▶ **STATED GOAL**:
Count how many lines in the records below contain the string "blurred", treating uppercase and lowercase letters as distinct. Reply with the number alone.

-------- DATASET --------

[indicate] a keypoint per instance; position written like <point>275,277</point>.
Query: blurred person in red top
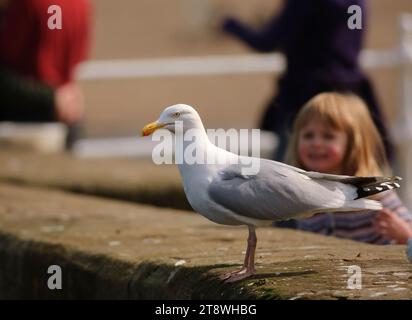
<point>37,63</point>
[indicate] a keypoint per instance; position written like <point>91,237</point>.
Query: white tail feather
<point>363,204</point>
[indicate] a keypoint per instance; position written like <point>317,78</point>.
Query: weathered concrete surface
<point>114,249</point>
<point>135,180</point>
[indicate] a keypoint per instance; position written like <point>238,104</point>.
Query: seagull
<point>224,194</point>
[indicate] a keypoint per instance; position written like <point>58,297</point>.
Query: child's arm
<point>393,227</point>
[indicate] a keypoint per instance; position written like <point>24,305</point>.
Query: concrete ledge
<point>135,180</point>
<point>114,249</point>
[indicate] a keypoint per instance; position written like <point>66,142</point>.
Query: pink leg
<point>249,263</point>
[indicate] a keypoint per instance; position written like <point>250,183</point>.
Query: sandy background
<point>130,29</point>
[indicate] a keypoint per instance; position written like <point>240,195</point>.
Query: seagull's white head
<point>168,118</point>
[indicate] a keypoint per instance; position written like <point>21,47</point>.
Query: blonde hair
<point>365,153</point>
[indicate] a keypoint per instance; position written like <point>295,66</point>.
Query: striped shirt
<point>356,225</point>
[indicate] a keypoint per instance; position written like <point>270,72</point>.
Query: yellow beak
<point>151,127</point>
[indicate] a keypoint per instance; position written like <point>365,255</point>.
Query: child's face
<point>322,148</point>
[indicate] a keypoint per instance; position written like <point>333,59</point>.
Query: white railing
<point>212,65</point>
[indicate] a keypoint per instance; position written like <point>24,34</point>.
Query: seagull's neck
<point>197,152</point>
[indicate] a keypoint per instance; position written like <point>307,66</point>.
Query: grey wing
<point>277,192</point>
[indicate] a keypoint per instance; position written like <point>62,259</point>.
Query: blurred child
<point>392,226</point>
<point>334,133</point>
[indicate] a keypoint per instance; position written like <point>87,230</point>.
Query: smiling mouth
<point>318,156</point>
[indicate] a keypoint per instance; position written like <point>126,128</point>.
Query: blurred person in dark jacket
<point>37,62</point>
<point>322,55</point>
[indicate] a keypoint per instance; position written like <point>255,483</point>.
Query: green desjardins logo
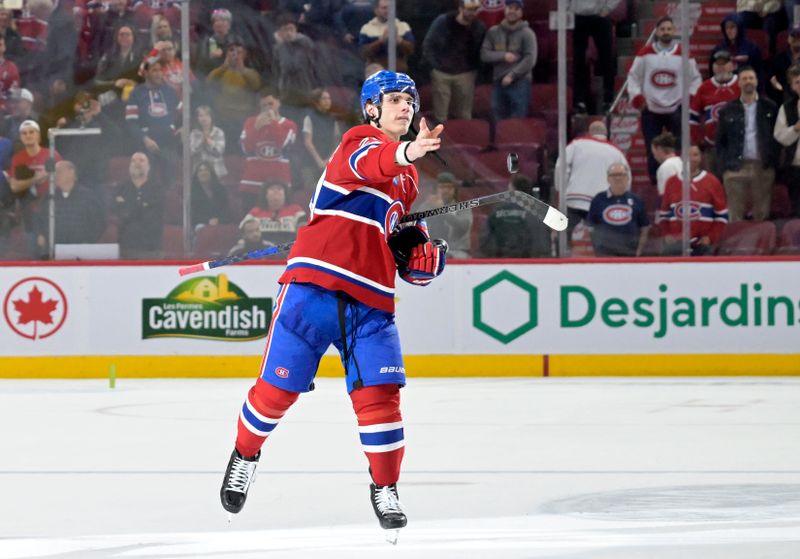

--------

▶ **ANSWER TO THIS EXERCISE**:
3